# Exercise tasks
1/ Decide whether each statement agrees with the forum thread about crashing LAI jobs below. Answer yes or no for each, and quote the deciding words from the thread.
(a) The reply says it is common for these jobs to crash.
(b) The reply says -t 5 works well for the first phase.
(c) The reply says the program stopped in stage 2.
2/ Name every software program or command mentioned in the forum thread about crashing LAI jobs below. Give each one once, even if the thread spells it more than one way.
3/ Answer these questions using the forum thread about crashing LAI jobs below:
(a) What cloud service is the first poster using?
(b) What file can be used with RepeatMasker to get the whole-genome LTR annotation?
(c) According to the reply, what usually makes LTR_retriever get stuck on the structural analyses?

# Excerpted passage
Content starts
Hi Shujun, I have a few LAI jobs always crash. It's hard to track the stdout because I am using AWS cloud. As you may see, my stderr file captured nothing...

I suspect some of the following reasons:

Is it common when you apply LTR-retriever and LAI to many genomes, that many of them will crash?

In cases, when I try to only re-run 'LAI' after 'LTRretriever' fail, I don't see RepeatMasker annotation 'genome.fa.out' in the folder. Is that wired?

Would you mind the explain a little about those Tpases and alluniRefprexp files? I suppose they are temporary process files handling each LTR case. Does that mean in certain specific case, the job encountered some unexpected error, then failed?

In general, I spend 20% time to get 80% jobs done, then have been spending the rest 80% time on debugging the rest 20%...

Your comments are helpful for my debugging. Thanks a lot.

oushujun commented 5 years ago

Hi Xinshuai,

This is not common. You may want to check the limit of resource allocation in your AWS nodes. To capture screen output, you can use nohup, eg. nohup LTR_retriever xxxx > nohup.genome.out, then you should be able to see what stage the program is stopped. From the files you listed above, the program stopped in stage 2 - identify coding sequences. So you may want to check if hmmsearch worked properly.

LTR_retriever will try a couple attempts to fix the long file name issue, and will quit and let you know (stdout) if it fails to do so. This seems to be not your case.

In some cases, LTR_retriever do choke and get stuck on the structural analyses, this usually happens when you specify more CPUs than the program can get, or you are running multiple programs that eat up all CPUs, such that LTR_retriever cannot open new threads because no CPUs are available. In this case, you have to kill and rerun it and make sure you specify the right -t. In practice, -t 5 works pretty well for the first phase - identification of intact LTR-RT and make a library. But for the second phase, whole-genome LTR annotation, you may want more CPUs for a large genome. You can do this in two steps.

When LTR_retriever fails, of course you won't be able to run LAI because the dependent files are not generated yet. If you have .LTRlib.fa, you can use it with RepeatMasker to get the whole genome LTR annotation (.out), then run LAI separately.
Content ends
# Data
Content starts
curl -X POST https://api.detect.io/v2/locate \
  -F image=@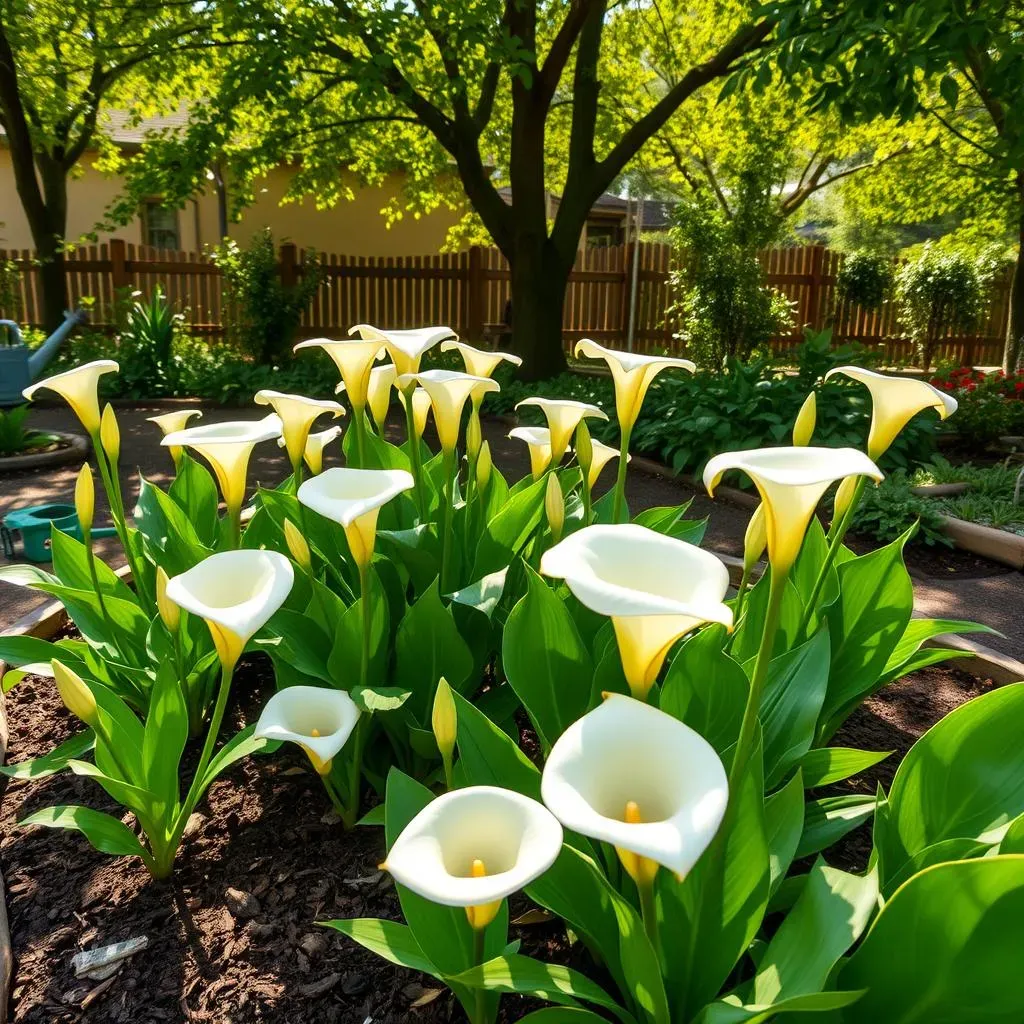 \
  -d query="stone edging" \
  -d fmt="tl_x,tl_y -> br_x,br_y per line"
Content ends
# Per-task answers
1/
(a) No: "This is not common."
(b) Yes: "In practice, -t 5 works pretty well for the first phase - identification of intact LTR-RT and make a library."
(c) Yes: "the program stopped in stage 2 - identify coding sequences."

2/
LTR_retriever
LAI
RepeatMasker
nohup
hmmsearch

3/
(a) AWS
(b) .LTRlib.fa
(c) Specifying more CPUs than the program can get, or running multiple programs that eat up all CPUs.